+++ 本文
見出し画像

休憩をケチるな  /ファシリテーション一日一話 4

長時間の会議やワークショップに、休憩はつきものだ。お昼休みやトイレ休憩、おやつ休憩の時間には、実に豊かなものが流れている。観察をしているとよくわかるのだが、われわれファシリテーターが頑張って発言を促し、工夫を凝らして進行している時間より、休憩時間のほうが参加者同士のびのびと交流していたり、コミュニケーションが活発に起きていたりもする。ちょっと力んだファシリテーターの前では出せない本音や感想が交わされているシーンに出くわすと「僕は何を頑張っていたんだろう」と愕然とすることもある。それぐらい、休憩時間は有意義なのだ。

とくに各地から集まった集合研修や全国会議のような場所では、休憩時間こそが醍醐味という場合もある。でも、時間に追われたファシリテーターは「お昼休みの時間を少し短くして、45分後に集合でいいですね」なんて言ってしまい、つい休憩をケチってしまうことがある。

実のところ、休憩をケチるとろくな事がない。休憩中、参加者はトイレをすませ、小腹を満たし、外の空気を吸ったりタバコを吸ったりもできる。集中していたときに起きていたやりとりを振り返ったり、本当は自分はどう感じているのだろう、と内省を深めることもできる。気になっていた他の参加者に声をかけたり、ご挨拶ができて人脈を広げることもできる。実に多様な、豊かな時間を、私たち時間に追われたファシリテーターが制限しているとしたら、ちょっと残念なことだ。

なので僕はよく、休憩からの再開時間を引き延ばしたりする。「じゃあ、午後は13時スタートで」とお昼休みをとったのに、あまりに楽しそうに交流が起きているので 10分ほどニコニコ眺めて、伸ばしていたりもするのだ。ファシリテーターの計らいを超えて、参加者が自発的に交わり、語らいあい、深めあっている時間は本当に有意義だと思う。
++++++
+++ データ一覧
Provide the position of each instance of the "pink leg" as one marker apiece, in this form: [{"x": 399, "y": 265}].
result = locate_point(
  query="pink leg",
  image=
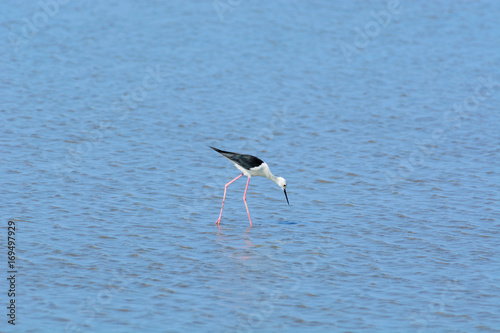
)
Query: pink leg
[
  {"x": 245, "y": 200},
  {"x": 224, "y": 198}
]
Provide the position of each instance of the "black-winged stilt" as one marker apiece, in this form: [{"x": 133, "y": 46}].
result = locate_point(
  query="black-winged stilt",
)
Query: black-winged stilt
[{"x": 250, "y": 166}]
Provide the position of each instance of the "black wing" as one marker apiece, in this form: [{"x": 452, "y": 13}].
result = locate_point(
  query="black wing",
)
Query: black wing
[{"x": 246, "y": 161}]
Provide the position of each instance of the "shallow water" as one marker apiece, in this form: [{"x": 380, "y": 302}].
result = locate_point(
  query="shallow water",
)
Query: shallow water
[{"x": 107, "y": 110}]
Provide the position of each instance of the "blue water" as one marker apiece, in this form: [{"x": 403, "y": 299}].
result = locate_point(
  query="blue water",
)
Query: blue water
[{"x": 382, "y": 117}]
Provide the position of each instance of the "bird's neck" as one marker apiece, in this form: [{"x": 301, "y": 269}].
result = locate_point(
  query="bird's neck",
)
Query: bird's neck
[{"x": 272, "y": 177}]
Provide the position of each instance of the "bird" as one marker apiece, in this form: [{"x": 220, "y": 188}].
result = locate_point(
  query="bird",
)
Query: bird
[{"x": 249, "y": 166}]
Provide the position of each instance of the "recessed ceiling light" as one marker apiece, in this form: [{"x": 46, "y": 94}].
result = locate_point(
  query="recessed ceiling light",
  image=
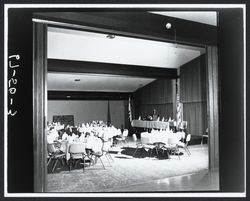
++++++
設定課題:
(a) 本文の「実のところ、休憩をケチると」で始まる段落を、主な内容を保ったまま箇条書きに書き直してください。
(b) 本文のうち、「とくに各地から集まった集合研」で始まり「時間は本当に有意義だと思う。」で終わる部分を、一字一句違えずに書き写してください。
一覧は本文とは関係がありません。

課題の解答:
(a)
- 休憩を削ると、ろくな事がない。
- 休憩中、参加者はトイレをすませ、小腹を満たし、外の空気やタバコを吸うことができる。
- 集中していたときのやりとりを振り返り、自分が本当はどう感じているのか内省を深められる。
- 気になっていた他の参加者に声をかけ、挨拶をして人脈を広げられる。
- こうした多様で豊かな時間を、時間に追われたファシリテーターが制限しているなら残念だ。

(b)
とくに各地から集まった集合研修や全国会議のような場所では、休憩時間こそが醍醐味という場合もある。でも、時間に追われたファシリテーターは「お昼休みの時間を少し短くして、45分後に集合でいいですね」なんて言ってしまい、つい休憩をケチってしまうことがある。

実のところ、休憩をケチるとろくな事がない。休憩中、参加者はトイレをすませ、小腹を満たし、外の空気を吸ったりタバコを吸ったりもできる。集中していたときに起きていたやりとりを振り返ったり、本当は自分はどう感じているのだろう、と内省を深めることもできる。気になっていた他の参加者に声をかけたり、ご挨拶ができて人脈を広げることもできる。実に多様な、豊かな時間を、私たち時間に追われたファシリテーターが制限しているとしたら、ちょっと残念なことだ。

なので僕はよく、休憩からの再開時間を引き延ばしたりする。「じゃあ、午後は13時スタートで」とお昼休みをとったのに、あまりに楽しそうに交流が起きているので 10分ほどニコニコ眺めて、伸ばしていたりもするのだ。ファシリテーターの計らいを超えて、参加者が自発的に交わり、語らいあい、深めあっている時間は本当に有意義だと思う。